# Instrução
Transcreva sem nenhuma alteração o trecho do texto sobre Mujica que começa em "Se não levarmos" e termina em "pela análise econômica-política-social.", incluindo essas palavras.

Se não levarmos em consideração esses
dados da realidade, seremos levados a pensar que o problema desses jovens é
exclusivamente moral, o que seria um erro, pois o problema desses jovens passa
pela análise econômica-política-social.
O marxismo, dentro desse contexto,
aceita a violência revolucionária para que se possa livrar o mundo dessas
mazelas, no sentido de fazer um mundo melhor que livre o ser humano da
violência estrutural das sociedades capitalistas e que vá na direção da
emancipação humana. Podemos concordar ou discordar dessa teoria, mas não
podemos perder de vista que se trata de uma teoria filosófica, que até mesmo se
pretende científica no campo das ciências sociais, sendo que, gostemos ou não,
procura dar conta da realidade. Essa visão de mundo influenciou profundamente o
jovem Mujica.
Do ponto de vista político e histórico é necessário levar em conta,
igualmente, que na década de 60 do século passado, havia uma euforia na América
Latina com as ações armadas. O exemplo cubano causou imensa esperança em toda a
América Latina à época, inclusive, no povo cubano, que apoiou aquela revolução,
que foi realizada contra um ditador apoiado pelos norte-americanos, de nome
Batista.
É nesse contexto que devemos falar
das ações revolucionárias de Mujica. De fato, Mujica participou de um grupo
guerrilheiro que lutou, com armas na mão, contra aqueles que entendia, à época,
como mantenedores da violência estrutural na sociedade uruguaia.
Há quem critique Mujica por ter
participado de um grupo guerrilheiro em época democrática. Pode ser que a
avaliação de Mujica e seus companheiros revolucionários tenha sido equivocada
nesse sentido. A própria esquerda debate sobre o tema do momento certo para
ações de tipo armado, há correntes de pensamento na esquerda que entendem que a
luta armada só se justificaria frente a ditaduras.
Sobre esse tema podemos ver a opinião
de Mujica, na reportagem do portal uol de 13.05.2025: “Parte da população
uruguaia culpa os tupamaros pela espiral de violência que levou ao golpe
militar de 1973. Para Mujica, no entanto, seu país vivia uma “democracia
doente” e a ditadura era inevitável, assim como ocorreu em outros países da
região”.
De fato, em 1973, o Uruguai se torna
uma ditadura, conforme o espírito do tempo de golpes militares na América
Latina. O grupo revolucionário de Mujica se manteve ativo, por alguns anos,
após o advento da ditadura uruguaia lutando contra essa ditadura e pagando o
preço por isso. Mujica, por suas ações, foi preso.
Existe um filme muito interessante de
nome “Uma noite de 12 anos” que retrata as condições degradantes da prisão de
Mujica. Segundo o historiador Dércio
Fernando Moraes Ferrari, em reportagem
para o portal uol, em 13.05.25:
“Mujica foi preso em absoluto
vazio jurídico, já que não foi julgado e nem acusado, sua prisão extrajudicial
poderia ser considerada, para todos os efeitos, um sequestro militar”.

# Dados exibidos
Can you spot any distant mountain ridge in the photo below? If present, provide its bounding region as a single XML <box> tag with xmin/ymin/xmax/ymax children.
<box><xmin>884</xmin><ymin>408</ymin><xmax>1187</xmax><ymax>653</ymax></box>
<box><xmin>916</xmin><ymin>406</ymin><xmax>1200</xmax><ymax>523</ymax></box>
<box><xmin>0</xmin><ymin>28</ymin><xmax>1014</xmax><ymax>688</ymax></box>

# Resultado do exercício
Se não levarmos em consideração esses
dados da realidade, seremos levados a pensar que o problema desses jovens é
exclusivamente moral, o que seria um erro, pois o problema desses jovens passa
pela análise econômica-política-social.